→ **Task**
In the data below, which lines hold the word "instance"? Copy them.

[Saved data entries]
━━━━━━━━━━━━━━━━━━━━
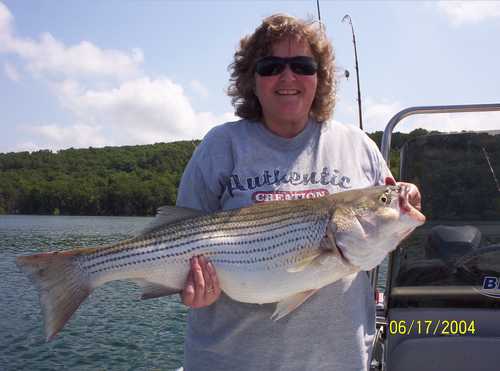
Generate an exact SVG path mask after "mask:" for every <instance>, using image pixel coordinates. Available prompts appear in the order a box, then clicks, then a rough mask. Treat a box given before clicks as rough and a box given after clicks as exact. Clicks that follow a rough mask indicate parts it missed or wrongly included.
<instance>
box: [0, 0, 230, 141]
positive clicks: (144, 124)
mask: <svg viewBox="0 0 500 371" xmlns="http://www.w3.org/2000/svg"><path fill="white" fill-rule="evenodd" d="M13 24H14V22H13V17H12V15H11V13H10V12H9V10H8V9H7V7H5V6H4V5H3V4H2V3H1V2H0V53H2V52H3V53H10V54H14V55H16V56H17V57H18V58H19V59H20V61H19V63H20V64H23V63H24V66H23V67H25V68H26V69H27V70H28V71H31V72H32V73H33V74H34V75H36V76H41V77H43V79H42V81H43V82H46V83H47V84H48V87H49V91H50V93H52V94H53V95H54V97H55V98H56V99H58V100H59V103H60V105H61V107H62V109H63V110H65V111H67V112H69V113H70V115H71V116H72V119H71V122H69V123H59V124H38V125H25V126H24V130H23V131H22V134H23V137H22V139H21V140H20V141H19V142H20V143H22V144H19V146H20V147H19V146H18V147H19V148H20V149H29V150H33V149H36V148H49V149H56V150H57V149H62V148H66V147H71V146H72V147H88V146H104V145H125V144H132V145H133V144H142V143H155V142H169V141H174V140H183V139H186V140H190V139H197V138H202V137H203V136H204V135H205V134H206V132H207V131H208V130H209V129H210V128H211V127H213V126H215V125H216V124H220V123H222V122H225V121H230V120H234V119H236V118H235V116H234V115H233V114H231V113H225V114H222V115H215V114H213V113H211V112H197V111H196V110H195V109H194V107H193V106H192V105H191V102H190V101H189V99H188V97H187V96H186V94H185V92H184V89H183V88H182V86H180V85H179V84H176V83H175V82H173V81H172V80H170V79H168V78H166V77H160V78H156V79H152V78H150V77H148V76H145V74H144V73H143V72H142V71H141V70H140V65H141V64H142V62H143V60H144V56H143V54H142V52H141V50H140V49H133V50H131V51H130V52H123V51H119V50H113V49H101V48H99V47H98V46H96V45H94V44H92V43H90V42H89V41H82V42H80V43H78V44H76V45H69V46H68V45H65V44H64V43H63V42H61V41H59V40H57V39H56V38H55V37H54V36H52V35H51V34H50V33H43V34H41V36H40V37H39V39H38V40H31V39H24V38H21V37H18V36H16V35H15V33H14V27H13ZM11 67H12V66H10V67H5V68H4V70H5V73H7V74H9V73H10V76H11V77H14V78H15V76H16V74H15V69H14V68H13V67H12V68H11ZM7 70H9V72H7ZM94 77H95V78H96V79H93V78H94ZM105 77H110V78H114V79H113V80H109V79H108V80H104V79H103V78H105ZM96 86H99V88H97V87H96ZM189 87H190V88H191V89H192V90H193V91H195V92H196V93H197V94H199V95H200V96H202V97H207V96H208V89H207V88H206V87H205V86H204V85H203V84H202V83H201V82H200V81H197V80H193V81H191V83H190V84H189ZM19 142H18V143H19Z"/></svg>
━━━━━━━━━━━━━━━━━━━━
→ **The answer**
Generate an exact SVG path mask after "mask:" for every <instance>, using image pixel coordinates. Available prompts appear in the order a box, then clicks, then a rough mask. Treat a box given before clicks as rough and a box given after clicks as exact. Clicks that follow a rough mask indicate parts it missed or wrongly included.
<instance>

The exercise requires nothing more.